BEGIN Reading passage
Richland-Wilkin Joint Powers Authority
Original Publication Date:
January 10th, 2013
Wahpeton Daily News
Republished with permission from:
Author: Perry Miller, Richland County Commission and Chairman, Richland Wilkin JPA
“Redistribution of wealth,” few phrases provoke a bigger response from either side of America’s political divide. For some, the words conjure up the social safety net, student loans and Medicare. Others see it as socialized theft, taking from people who have worked their way to success, only to give it to the indolent.
Most everyone would agree that some redistribution is necessary, such as using tax money to support disabled combat veterans. Likewise, almost everyone bristles at the thought of using tax subsidies to line the pockets of the rich and powerful. Bonuses for bailed out bank executives and Alaska’s “bridge to nowhere” are two examples that come to mind.
The “bridge to nowhere,” made infamous during the 2008 presidential election, would have linked a small Alaskan town to Gravina Island, a community populated by 50 people and an airport. The cost to federal taxpayers would have been $320 million. The primary purpose of the bridge was to promote commercial development of the island. Ultimately, the attempts by an Alaska Senator to obtain this money by earmark failed. The project represented a huge “redistribution,” using hundreds of millions of tax dollars to subsidize an unnecessary project that did little more than enrich private developers on Gravina Island.
Fargo leaders insist on a huge dam and diversion for the protection of Fargo. But Moorhead is currently protected to 44 feet and Fargo will soon be protected to 42.5 feet. The FM area will be protected to nearly the 500-year FEMA level without the diversion project. The documents and materials published by the U.S. Army Corps of Engineers point to a different justification: Subsidizing the future private development of an expanded urban area south of Fargo.
Proponents of the dam and diversion employed an elaborate formula for calculating the “flood risk” and “benefit cost ratio” to artificially bolster the benefits of the project. The key to this analysis is the estimated cost savings “per acre” for future development of 14,000 acres currently in the flood plain. The materials provide: “Much of the area available for future growth is within the 100-year flood plain and future development with a diversion project in place would benefit from the saving of flood proofing costs in those areas removed from the flood plain … As expected, the larger the diversion project, the larger the area removed from the 100-year floodplain and the larger the expected annual flood proof costs savings.” (FM Metropolitan Area Flood Risk Management FEIS, July 2011). According to the Army Corps, these flood proofing costs can reach $30,000 per acre, and therefore the project would reduce the costs of development by the same amount.
Currently, the projected taxpayer cost for the diversion is $2 billion. If Fargo will be protected from floods up to 42.5 feet without the diversion, who benefits? Answer: Private land developers.
Who pays? Answer: The taxpayers and the rural communities currently located in the 50,000-acre reservoir that will be required to surrender their property for the project. Like the “bridge to nowhere,” Fargo’s unnecessary overpriced dam/diversion plan is a massive “redistribution of wealth” for the benefit of private development interests.
END Reading passage
BEGIN Stored data
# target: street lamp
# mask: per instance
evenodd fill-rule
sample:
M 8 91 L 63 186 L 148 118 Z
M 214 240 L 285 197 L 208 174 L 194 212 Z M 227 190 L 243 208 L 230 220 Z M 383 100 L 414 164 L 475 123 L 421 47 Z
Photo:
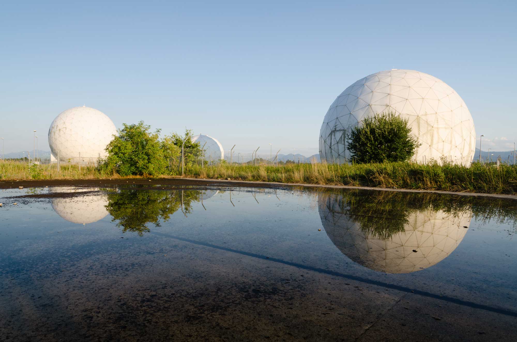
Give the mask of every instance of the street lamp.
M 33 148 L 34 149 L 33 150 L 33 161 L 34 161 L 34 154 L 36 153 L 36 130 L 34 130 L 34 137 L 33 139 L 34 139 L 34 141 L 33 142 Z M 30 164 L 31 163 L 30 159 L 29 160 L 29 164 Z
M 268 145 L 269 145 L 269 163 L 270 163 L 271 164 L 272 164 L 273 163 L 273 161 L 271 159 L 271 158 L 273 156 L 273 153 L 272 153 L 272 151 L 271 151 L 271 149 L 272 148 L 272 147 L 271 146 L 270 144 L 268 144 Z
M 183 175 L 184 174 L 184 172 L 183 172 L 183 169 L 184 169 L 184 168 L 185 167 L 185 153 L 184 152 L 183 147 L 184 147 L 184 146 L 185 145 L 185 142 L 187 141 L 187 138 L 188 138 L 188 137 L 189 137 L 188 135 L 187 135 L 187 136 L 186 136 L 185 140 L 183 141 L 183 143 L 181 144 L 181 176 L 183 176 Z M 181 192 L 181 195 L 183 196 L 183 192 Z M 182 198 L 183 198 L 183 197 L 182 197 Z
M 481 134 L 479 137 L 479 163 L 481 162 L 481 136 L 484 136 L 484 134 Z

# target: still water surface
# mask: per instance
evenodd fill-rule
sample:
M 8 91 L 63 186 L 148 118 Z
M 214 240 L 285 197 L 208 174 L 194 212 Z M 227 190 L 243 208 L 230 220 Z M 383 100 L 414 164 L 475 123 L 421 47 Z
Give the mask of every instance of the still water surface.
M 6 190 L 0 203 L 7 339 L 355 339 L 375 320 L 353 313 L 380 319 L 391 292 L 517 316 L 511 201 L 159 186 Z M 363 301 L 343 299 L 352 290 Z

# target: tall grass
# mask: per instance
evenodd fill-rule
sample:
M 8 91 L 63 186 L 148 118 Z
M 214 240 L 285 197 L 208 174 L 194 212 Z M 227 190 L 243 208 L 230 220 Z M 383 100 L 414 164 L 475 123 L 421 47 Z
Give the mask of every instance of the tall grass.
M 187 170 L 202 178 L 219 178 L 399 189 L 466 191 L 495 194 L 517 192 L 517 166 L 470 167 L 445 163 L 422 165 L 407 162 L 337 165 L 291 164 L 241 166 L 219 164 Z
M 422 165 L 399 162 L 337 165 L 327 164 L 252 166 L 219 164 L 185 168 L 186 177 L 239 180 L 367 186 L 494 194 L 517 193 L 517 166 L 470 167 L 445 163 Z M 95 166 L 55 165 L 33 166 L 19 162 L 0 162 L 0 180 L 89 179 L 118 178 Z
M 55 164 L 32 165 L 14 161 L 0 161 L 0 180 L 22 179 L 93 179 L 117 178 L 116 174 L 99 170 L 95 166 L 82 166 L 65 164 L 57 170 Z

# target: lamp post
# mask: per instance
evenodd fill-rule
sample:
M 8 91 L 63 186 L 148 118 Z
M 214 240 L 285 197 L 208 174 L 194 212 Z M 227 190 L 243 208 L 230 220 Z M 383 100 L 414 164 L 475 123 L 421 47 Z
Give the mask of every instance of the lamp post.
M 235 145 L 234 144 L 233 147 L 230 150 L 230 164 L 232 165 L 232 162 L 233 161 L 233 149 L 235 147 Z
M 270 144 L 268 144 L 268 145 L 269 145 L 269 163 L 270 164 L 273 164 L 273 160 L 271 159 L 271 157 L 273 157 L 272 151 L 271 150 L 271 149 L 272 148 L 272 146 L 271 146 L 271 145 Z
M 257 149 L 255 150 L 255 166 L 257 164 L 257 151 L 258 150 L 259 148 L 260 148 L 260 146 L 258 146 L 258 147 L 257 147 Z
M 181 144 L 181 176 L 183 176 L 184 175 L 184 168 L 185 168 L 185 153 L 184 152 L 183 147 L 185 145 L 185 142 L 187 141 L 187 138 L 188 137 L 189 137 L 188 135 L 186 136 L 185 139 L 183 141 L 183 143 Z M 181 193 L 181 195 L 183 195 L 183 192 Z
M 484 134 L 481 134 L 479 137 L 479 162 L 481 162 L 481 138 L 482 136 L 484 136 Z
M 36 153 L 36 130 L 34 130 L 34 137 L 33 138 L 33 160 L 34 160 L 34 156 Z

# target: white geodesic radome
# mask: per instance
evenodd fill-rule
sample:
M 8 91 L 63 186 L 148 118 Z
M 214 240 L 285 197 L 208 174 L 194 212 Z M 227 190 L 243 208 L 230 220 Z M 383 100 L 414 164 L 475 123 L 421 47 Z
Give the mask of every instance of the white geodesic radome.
END Stored data
- Brief 1 -
Summarize the commentary on the Fargo dam and diversion in two sentences.
- Brief 2 -
Repeat the commentary on the Fargo dam and diversion word for word, from "Currently, the projected" to "Private land developers.".
The records have no connection to the commentary on the Fargo dam and diversion.

- Answer box 1 -
The commentary compares the proposed Fargo dam and diversion to Alaska's "bridge to nowhere" and calls both a "redistribution of wealth" that uses tax money to benefit private development interests. It notes that the FM area will be protected to nearly the 500-year FEMA level without the diversion, and it says that U.S. Army Corps of Engineers materials point to subsidizing future private development south of Fargo, while taxpayers and rural communities in the reservoir area bear the projected $2 billion cost.

- Answer box 2 -
Currently, the projected taxpayer cost for the diversion is $2 billion. If Fargo will be protected from floods up to 42.5 feet without the diversion, who benefits? Answer: Private land developers.